List every line below that contains the word "leather", treating uppercase and lowercase as different.

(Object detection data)
>> Start

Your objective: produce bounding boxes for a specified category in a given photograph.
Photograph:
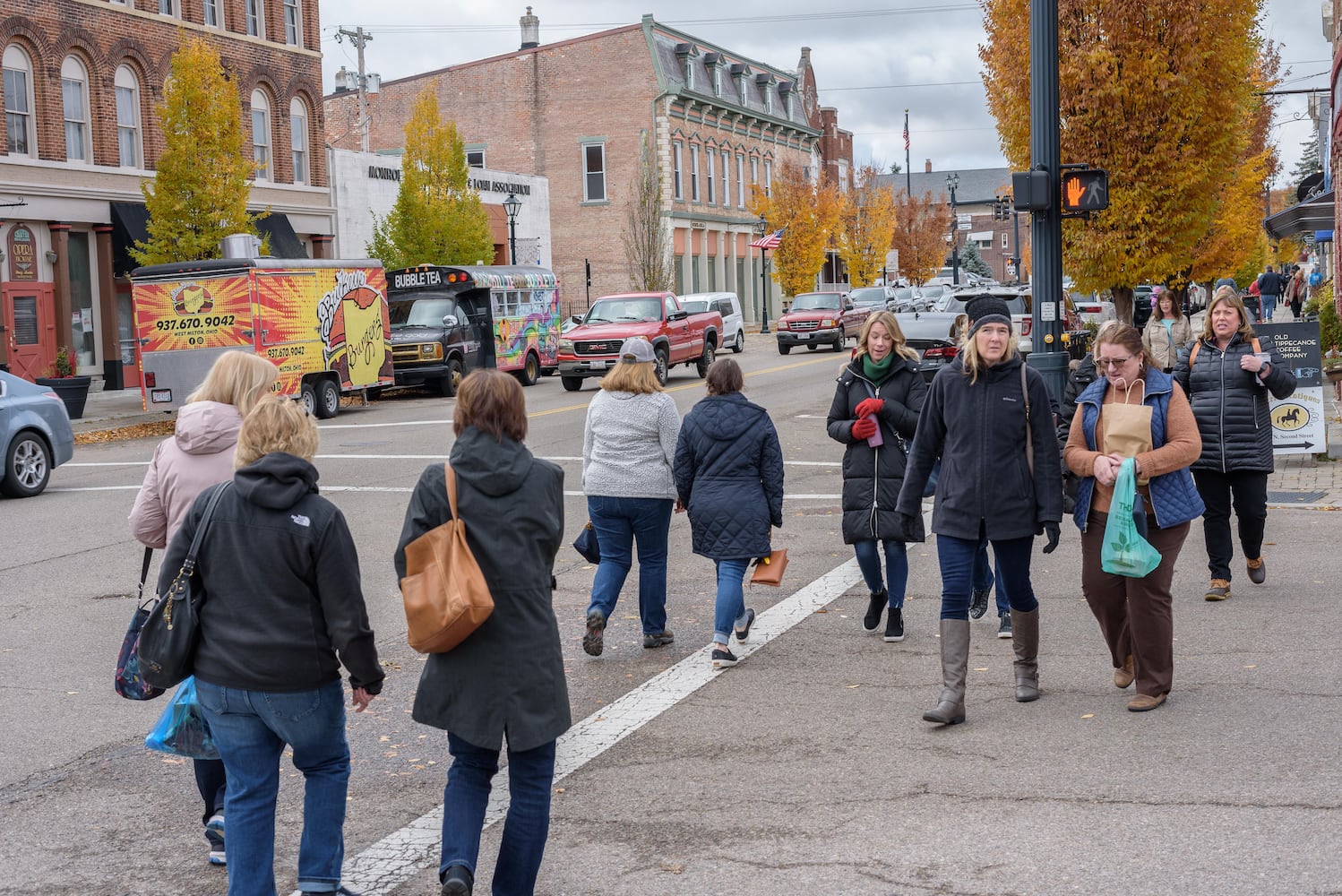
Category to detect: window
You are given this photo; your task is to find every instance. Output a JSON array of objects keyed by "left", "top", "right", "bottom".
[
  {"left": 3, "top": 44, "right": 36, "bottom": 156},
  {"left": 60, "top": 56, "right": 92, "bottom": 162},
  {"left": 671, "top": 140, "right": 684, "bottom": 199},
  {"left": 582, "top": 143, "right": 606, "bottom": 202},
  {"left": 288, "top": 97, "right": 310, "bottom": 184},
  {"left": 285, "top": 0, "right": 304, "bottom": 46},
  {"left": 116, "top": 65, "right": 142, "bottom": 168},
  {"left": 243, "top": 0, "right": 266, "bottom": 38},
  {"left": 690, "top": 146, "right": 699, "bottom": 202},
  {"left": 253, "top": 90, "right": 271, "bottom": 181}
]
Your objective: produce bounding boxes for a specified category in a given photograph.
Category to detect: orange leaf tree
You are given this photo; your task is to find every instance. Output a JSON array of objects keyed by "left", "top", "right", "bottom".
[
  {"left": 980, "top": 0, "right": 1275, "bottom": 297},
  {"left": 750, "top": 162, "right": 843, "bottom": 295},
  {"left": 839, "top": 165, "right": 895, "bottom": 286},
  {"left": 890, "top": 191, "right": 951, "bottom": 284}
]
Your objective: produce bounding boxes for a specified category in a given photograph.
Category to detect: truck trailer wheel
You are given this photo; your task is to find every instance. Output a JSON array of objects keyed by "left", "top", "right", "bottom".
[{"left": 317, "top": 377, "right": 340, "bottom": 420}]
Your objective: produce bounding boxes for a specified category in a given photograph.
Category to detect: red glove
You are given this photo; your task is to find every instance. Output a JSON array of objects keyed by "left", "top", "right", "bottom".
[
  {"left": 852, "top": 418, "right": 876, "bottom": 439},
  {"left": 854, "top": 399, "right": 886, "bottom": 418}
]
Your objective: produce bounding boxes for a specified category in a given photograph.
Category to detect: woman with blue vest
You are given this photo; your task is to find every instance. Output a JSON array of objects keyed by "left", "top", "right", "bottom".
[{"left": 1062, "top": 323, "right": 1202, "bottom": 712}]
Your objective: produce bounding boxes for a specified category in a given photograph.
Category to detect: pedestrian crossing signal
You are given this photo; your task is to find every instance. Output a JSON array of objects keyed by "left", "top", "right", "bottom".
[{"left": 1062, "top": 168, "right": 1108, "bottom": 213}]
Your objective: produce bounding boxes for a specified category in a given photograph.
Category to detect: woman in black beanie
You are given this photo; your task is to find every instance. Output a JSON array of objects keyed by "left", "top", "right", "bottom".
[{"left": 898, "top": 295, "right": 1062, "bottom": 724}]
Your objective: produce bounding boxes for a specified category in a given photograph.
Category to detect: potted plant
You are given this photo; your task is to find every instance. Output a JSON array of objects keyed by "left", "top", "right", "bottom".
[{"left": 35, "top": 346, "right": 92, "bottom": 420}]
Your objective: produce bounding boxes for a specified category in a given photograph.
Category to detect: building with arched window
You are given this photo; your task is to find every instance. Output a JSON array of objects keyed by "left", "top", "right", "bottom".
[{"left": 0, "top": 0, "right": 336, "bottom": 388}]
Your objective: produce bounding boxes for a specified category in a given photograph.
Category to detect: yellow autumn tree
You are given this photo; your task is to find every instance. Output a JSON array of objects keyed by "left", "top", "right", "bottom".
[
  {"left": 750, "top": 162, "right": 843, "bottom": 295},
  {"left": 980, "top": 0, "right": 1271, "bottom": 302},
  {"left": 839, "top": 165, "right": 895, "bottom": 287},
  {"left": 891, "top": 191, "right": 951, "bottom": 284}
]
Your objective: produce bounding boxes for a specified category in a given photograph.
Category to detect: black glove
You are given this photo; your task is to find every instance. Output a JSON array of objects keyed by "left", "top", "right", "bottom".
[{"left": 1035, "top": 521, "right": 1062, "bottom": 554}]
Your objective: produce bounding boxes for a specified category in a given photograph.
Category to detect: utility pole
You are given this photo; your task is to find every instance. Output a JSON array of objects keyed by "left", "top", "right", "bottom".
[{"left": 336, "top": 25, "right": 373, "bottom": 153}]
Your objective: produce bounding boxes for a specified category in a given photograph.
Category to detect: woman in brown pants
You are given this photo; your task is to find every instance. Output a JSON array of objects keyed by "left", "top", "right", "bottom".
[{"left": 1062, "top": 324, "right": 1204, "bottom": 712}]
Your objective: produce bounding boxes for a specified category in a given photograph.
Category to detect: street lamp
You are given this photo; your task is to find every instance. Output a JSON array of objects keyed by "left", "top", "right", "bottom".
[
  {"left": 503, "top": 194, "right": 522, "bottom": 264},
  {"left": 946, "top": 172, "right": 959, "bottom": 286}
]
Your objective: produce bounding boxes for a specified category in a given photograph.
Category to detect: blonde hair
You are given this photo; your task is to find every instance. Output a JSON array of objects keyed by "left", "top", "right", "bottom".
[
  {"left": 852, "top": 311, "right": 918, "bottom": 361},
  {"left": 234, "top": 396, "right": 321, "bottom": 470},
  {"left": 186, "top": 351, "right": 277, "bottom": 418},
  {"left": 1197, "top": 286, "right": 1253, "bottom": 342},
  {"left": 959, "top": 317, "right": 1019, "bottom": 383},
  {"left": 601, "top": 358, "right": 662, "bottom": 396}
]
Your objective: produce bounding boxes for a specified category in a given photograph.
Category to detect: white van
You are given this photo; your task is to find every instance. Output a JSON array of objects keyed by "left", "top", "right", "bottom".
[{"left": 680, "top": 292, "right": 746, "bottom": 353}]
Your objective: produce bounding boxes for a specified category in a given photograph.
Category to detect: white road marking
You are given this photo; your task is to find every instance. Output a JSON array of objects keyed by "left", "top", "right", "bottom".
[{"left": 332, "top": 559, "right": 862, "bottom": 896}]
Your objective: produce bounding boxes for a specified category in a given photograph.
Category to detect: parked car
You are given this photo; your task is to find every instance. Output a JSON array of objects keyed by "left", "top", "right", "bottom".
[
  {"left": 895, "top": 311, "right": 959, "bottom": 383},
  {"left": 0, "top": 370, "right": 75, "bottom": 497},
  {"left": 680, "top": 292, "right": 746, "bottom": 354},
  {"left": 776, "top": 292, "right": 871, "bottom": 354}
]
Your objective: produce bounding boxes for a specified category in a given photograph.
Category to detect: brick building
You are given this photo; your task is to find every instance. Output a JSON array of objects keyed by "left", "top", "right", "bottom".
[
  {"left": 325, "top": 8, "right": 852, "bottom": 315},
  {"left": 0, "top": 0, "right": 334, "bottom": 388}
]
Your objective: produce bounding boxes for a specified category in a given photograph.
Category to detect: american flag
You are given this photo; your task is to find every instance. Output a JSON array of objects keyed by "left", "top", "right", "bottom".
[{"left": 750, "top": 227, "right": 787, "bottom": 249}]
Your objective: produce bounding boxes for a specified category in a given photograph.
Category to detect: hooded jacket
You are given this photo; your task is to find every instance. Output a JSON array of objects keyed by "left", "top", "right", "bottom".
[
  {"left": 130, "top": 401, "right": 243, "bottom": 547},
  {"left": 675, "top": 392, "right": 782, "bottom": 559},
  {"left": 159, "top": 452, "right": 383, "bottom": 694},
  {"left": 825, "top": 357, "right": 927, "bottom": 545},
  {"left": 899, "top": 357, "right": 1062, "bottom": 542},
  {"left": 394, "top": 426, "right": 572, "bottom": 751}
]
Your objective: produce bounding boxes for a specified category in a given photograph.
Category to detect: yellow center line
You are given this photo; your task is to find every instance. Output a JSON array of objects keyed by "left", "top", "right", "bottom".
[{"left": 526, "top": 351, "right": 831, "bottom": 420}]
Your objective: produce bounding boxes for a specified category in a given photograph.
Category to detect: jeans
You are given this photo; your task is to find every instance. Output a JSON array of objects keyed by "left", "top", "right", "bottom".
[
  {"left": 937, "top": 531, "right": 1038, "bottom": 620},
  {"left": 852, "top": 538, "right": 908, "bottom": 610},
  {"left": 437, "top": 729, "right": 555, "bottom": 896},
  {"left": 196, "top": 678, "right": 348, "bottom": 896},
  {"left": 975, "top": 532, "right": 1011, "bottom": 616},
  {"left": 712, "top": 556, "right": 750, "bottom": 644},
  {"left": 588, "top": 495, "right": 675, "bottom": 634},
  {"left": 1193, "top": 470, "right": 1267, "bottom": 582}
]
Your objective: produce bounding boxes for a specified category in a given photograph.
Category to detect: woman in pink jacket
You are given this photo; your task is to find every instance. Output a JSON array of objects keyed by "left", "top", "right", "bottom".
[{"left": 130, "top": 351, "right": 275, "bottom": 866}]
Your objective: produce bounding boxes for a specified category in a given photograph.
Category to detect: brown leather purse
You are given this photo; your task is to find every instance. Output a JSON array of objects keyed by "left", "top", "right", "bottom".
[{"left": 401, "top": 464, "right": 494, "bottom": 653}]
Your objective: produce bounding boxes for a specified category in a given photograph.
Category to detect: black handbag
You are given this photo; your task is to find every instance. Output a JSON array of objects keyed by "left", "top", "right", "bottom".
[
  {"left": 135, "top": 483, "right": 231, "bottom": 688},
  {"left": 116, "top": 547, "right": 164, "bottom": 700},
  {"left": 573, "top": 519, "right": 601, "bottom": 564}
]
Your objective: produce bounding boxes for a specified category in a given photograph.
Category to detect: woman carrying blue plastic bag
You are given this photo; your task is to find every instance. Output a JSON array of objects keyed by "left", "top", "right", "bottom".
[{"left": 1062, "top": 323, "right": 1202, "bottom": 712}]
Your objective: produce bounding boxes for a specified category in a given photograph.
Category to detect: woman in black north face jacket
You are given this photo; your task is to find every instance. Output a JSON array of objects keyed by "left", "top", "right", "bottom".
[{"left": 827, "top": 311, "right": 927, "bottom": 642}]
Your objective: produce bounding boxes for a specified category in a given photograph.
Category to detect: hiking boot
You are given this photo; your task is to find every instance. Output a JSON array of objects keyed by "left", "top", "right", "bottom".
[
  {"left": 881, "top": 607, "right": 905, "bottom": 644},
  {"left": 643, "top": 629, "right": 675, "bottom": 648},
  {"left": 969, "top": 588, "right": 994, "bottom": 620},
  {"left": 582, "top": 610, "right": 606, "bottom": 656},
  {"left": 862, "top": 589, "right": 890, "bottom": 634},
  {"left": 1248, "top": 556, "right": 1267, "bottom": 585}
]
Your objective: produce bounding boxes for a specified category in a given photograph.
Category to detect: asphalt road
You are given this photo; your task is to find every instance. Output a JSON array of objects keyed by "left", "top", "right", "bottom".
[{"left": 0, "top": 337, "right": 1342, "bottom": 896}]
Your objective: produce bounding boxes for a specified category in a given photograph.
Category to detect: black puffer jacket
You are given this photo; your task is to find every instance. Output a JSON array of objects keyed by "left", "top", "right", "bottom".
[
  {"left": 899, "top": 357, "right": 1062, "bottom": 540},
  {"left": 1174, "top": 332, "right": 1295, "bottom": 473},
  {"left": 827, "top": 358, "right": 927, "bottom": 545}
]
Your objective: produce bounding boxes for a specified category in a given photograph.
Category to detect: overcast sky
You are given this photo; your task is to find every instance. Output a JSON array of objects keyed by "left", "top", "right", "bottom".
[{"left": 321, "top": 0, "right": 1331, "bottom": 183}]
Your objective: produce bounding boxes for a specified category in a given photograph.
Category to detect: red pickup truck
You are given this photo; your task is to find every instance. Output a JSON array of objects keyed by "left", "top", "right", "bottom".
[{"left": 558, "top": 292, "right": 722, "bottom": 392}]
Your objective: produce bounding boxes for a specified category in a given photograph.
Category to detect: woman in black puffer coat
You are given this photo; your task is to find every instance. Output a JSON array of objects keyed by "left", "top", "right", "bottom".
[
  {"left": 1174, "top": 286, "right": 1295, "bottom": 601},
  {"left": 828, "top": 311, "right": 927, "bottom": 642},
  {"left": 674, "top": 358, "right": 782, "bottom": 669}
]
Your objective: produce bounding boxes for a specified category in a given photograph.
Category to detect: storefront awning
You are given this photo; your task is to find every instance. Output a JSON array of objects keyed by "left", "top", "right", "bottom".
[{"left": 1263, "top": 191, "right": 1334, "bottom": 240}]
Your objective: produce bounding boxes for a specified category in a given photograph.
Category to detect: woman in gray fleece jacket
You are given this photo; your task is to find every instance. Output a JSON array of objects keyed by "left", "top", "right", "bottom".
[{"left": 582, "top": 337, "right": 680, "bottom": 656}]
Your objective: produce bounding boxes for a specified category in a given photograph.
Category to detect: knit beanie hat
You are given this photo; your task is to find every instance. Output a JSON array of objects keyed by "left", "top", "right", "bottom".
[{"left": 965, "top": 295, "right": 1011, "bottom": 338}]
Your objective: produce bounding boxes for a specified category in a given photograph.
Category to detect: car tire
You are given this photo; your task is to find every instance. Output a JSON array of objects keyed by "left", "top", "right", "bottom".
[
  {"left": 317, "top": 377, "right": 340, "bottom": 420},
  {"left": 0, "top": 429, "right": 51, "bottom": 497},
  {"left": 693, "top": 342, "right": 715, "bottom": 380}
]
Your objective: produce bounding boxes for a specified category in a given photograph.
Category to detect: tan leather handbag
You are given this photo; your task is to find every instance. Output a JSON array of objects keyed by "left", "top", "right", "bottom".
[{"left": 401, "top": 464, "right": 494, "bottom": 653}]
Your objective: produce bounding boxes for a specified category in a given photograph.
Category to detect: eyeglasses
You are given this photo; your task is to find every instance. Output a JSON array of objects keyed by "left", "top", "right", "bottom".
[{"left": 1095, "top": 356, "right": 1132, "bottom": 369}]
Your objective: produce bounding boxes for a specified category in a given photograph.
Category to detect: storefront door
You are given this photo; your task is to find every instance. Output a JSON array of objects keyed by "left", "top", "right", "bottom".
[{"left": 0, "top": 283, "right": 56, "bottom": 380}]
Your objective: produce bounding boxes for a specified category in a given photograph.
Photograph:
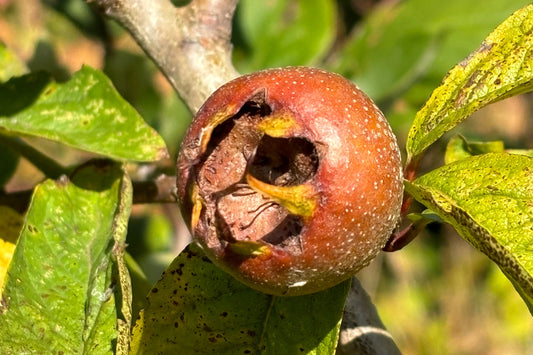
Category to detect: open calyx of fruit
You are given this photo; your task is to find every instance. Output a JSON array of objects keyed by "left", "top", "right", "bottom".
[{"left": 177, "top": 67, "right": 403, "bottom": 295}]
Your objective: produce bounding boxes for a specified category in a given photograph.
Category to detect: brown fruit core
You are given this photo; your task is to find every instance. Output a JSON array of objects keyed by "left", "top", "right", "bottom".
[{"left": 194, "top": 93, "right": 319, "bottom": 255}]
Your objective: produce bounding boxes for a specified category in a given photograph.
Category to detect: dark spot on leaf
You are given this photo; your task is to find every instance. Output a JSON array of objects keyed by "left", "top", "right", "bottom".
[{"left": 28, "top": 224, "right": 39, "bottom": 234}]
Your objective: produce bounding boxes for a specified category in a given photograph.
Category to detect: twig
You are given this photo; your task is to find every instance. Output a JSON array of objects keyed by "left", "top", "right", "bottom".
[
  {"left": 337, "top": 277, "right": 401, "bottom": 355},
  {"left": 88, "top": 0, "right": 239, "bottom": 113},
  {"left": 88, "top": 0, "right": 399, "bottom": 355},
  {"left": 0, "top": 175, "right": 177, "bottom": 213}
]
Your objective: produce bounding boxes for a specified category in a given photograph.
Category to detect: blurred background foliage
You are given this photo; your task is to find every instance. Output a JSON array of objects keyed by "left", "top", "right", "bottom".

>> End

Written solution
Category to detect: brown leather purse
Category to detect: tan leather handbag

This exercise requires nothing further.